## TEXT EXCERPT

7

Some context can be found here, the idea is that I have created a graph from tuples collected from a request on a Hive table. Those correspond to trade relations between countries. Having built the graph this way, the vertices are not labelled. I want to study the distribution of degrees and get the most connected countries' names. I tried 2 options :

  • First : I tried to map the index of the vertices with the string names of the vertices with the function idMapbis inside the function which is collecting and printing the ten top connected degrees.
  • Second : I tried to add label to the vertices of the graph itself.

In both cases I get the following error : the task is not serializable

Global code :

import org.apache.spark.SparkContext
import org.apache.spark.graphx._
import org.apache.spark.rdd.RDD

val sqlContext= new org.apache.spark.sql.hive.HiveContext(sc)
val data = sqlContext.sql("select year, trade_flow, reporter_iso, partner_iso, sum(trade_value_us) from comtrade.annual_hs where length(commodity_code)='2' and not partner_iso='WLD' group by year, trade_flow, reporter_iso, partner_iso").collect()
val data_2010 = data.filter(line => line(0)==2010)
val couples = data_2010.map(line=>(line(2),line(3))) //pays->pays 

couples look like this: Array[(Any, Any)] = Array((MWI,MOZ), (WSM,AUS), (MDA,CRI), (KNA,HTI), (PER,ERI), (SWE,CUB),...

val idMap = sc.broadcast(couples 
.flatMap{case (x: String, y: String) => Seq(x, y)}
.distinct 
.zipWithIndex  
.map{case (k, v) => (k, v.toLong)}  
.toMap) 

val edges: RDD[(VertexId, VertexId)] = sc.parallelize(couples
.map{case (x: String, y: String) => (idMap.value(x), idMap.value(y))})

val graph = Graph.fromEdgeTuples(edges, 1)

built this way, vertices look like (68,1) for example

val degrees: VertexRDD[Int] = graph.degrees.cache()

//Most connected vertices 
def topNamesAndDegrees(degrees: VertexRDD[Int], graph: Graph[Int, Int]): Array[(Int, Int)] = {
val namesAndDegrees = degrees.innerJoin(graph.vertices) {
 (id, degree, k) => (id.toInt, degree)}
val ord = Ordering.by[(Int, Int), Int](_._2)
namesAndDegrees.map(_._2).top(10)(ord)}
topNamesAndDegrees(degrees, graph).foreach(println)

We get : (79,1016),(64,912),(55,889)...

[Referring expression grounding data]
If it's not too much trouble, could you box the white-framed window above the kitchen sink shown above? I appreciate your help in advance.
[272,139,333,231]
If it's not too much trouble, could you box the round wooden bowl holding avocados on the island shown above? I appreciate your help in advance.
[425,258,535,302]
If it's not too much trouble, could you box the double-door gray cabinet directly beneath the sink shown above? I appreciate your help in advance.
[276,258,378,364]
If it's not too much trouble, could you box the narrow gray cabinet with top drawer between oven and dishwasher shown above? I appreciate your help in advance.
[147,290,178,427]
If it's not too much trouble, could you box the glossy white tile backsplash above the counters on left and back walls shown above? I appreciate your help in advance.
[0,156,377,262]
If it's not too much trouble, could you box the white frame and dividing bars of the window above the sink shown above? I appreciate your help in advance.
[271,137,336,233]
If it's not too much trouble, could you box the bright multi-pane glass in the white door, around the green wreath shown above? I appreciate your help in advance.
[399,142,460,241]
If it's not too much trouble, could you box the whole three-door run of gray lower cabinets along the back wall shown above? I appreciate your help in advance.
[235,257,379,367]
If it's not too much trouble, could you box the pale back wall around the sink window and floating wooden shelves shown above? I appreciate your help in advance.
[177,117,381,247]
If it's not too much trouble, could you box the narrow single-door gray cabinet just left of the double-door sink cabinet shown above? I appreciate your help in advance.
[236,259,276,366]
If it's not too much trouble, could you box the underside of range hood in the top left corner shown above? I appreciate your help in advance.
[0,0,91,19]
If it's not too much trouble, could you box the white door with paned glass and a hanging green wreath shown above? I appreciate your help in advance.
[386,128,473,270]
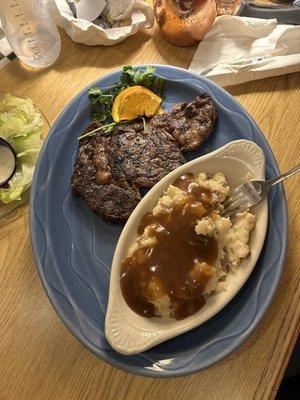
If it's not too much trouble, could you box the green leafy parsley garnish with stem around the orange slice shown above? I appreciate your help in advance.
[78,65,166,139]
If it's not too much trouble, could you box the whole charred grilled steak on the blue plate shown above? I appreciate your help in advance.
[72,95,217,223]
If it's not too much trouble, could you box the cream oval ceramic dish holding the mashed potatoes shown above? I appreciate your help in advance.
[105,140,268,355]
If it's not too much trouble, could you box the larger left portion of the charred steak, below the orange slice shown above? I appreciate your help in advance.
[72,122,184,223]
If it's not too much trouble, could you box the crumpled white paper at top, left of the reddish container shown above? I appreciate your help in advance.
[50,0,154,46]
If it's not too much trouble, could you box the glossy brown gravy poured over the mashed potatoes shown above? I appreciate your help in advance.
[120,173,218,320]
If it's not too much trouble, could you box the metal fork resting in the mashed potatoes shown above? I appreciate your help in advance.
[222,164,300,217]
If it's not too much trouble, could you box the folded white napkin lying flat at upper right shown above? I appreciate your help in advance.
[189,15,300,86]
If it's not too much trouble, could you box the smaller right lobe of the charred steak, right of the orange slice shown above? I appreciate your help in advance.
[150,93,217,151]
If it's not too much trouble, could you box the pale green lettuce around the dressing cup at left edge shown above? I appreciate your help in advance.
[0,94,44,203]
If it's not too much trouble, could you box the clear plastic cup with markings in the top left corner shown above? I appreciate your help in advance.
[0,0,61,67]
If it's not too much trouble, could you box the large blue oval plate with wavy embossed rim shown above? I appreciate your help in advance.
[30,65,287,377]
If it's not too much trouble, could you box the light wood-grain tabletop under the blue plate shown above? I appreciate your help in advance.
[0,24,300,400]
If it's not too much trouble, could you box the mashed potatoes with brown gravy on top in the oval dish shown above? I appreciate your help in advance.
[122,172,255,319]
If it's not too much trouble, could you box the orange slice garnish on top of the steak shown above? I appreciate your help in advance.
[112,86,162,122]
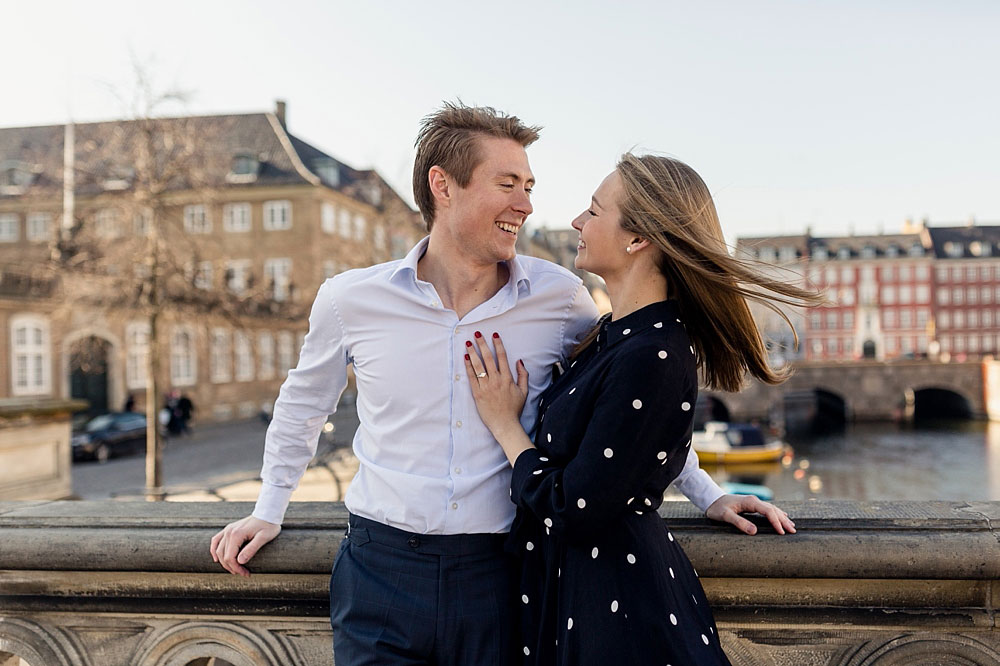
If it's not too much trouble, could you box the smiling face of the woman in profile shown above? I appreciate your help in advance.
[573,170,632,281]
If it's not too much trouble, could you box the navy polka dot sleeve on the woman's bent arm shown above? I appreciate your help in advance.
[511,344,697,541]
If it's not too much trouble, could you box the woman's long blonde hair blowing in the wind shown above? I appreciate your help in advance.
[584,153,823,391]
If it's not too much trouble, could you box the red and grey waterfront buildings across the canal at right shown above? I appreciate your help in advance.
[737,221,1000,361]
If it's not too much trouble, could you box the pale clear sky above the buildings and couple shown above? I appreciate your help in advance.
[0,0,1000,241]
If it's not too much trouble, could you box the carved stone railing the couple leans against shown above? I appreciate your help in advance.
[0,502,1000,666]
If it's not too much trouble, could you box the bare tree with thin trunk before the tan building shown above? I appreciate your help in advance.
[50,64,301,500]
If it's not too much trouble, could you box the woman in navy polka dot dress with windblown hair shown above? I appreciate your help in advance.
[466,154,818,666]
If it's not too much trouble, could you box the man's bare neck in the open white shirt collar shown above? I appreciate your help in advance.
[417,236,510,319]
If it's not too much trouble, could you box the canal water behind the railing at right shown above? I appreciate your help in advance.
[705,421,1000,502]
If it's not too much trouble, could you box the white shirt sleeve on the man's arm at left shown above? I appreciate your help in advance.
[253,280,348,524]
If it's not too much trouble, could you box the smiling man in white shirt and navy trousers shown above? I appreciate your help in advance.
[211,104,777,666]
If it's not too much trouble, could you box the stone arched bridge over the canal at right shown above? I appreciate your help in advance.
[703,359,1000,421]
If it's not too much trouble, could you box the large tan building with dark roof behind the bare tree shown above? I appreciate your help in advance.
[0,102,425,421]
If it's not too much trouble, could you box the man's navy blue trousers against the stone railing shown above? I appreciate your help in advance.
[330,515,516,666]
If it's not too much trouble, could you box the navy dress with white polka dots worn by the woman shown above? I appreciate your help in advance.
[507,301,729,666]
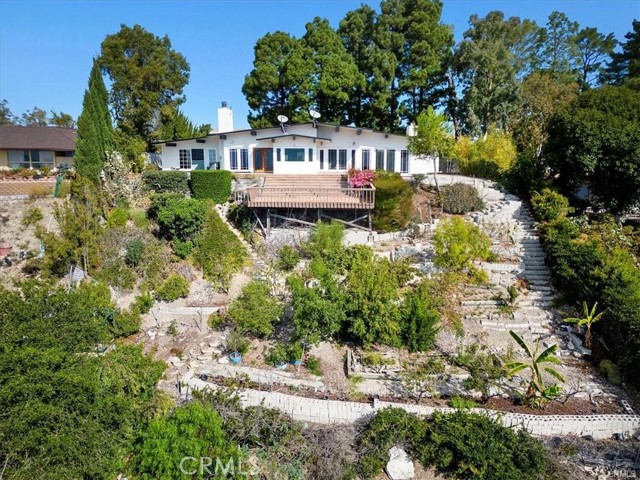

## WHAT THIS EXERCISE ASKS
1) Reproduce the GraphX post word for word, from "val sqlContext= new" up to and including "(KNA,HTI), (PER,ERI), (SWE,CUB),...".
2) Does the GraphX post support each statement? Answer yes or no, and quote the deciding words.
(a) The tuples used to build the graph were collected from a request on a Hive table.
(b) After the graph is built, its vertices carry country labels.
(c) Both attempted options produce an error saying the task is not serializable.
Work from the GraphX post alone.

## ANSWERS TO EACH TASK
1)
val sqlContext= new org.apache.spark.sql.hive.HiveContext(sc)
val data = sqlContext.sql("select year, trade_flow, reporter_iso, partner_iso, sum(trade_value_us) from comtrade.annual_hs where length(commodity_code)='2' and not partner_iso='WLD' group by year, trade_flow, reporter_iso, partner_iso").collect()
val data_2010 = data.filter(line => line(0)==2010)
val couples = data_2010.map(line=>(line(2),line(3))) //pays->pays 

couples look like this: Array[(Any, Any)] = Array((MWI,MOZ), (WSM,AUS), (MDA,CRI), (KNA,HTI), (PER,ERI), (SWE,CUB),...

2)
(a) Yes: "tuples collected from a request on a Hive table"
(b) No: "Having built the graph this way, the vertices are not labelled."
(c) Yes: "In both cases I get the following error : the task is not serializable"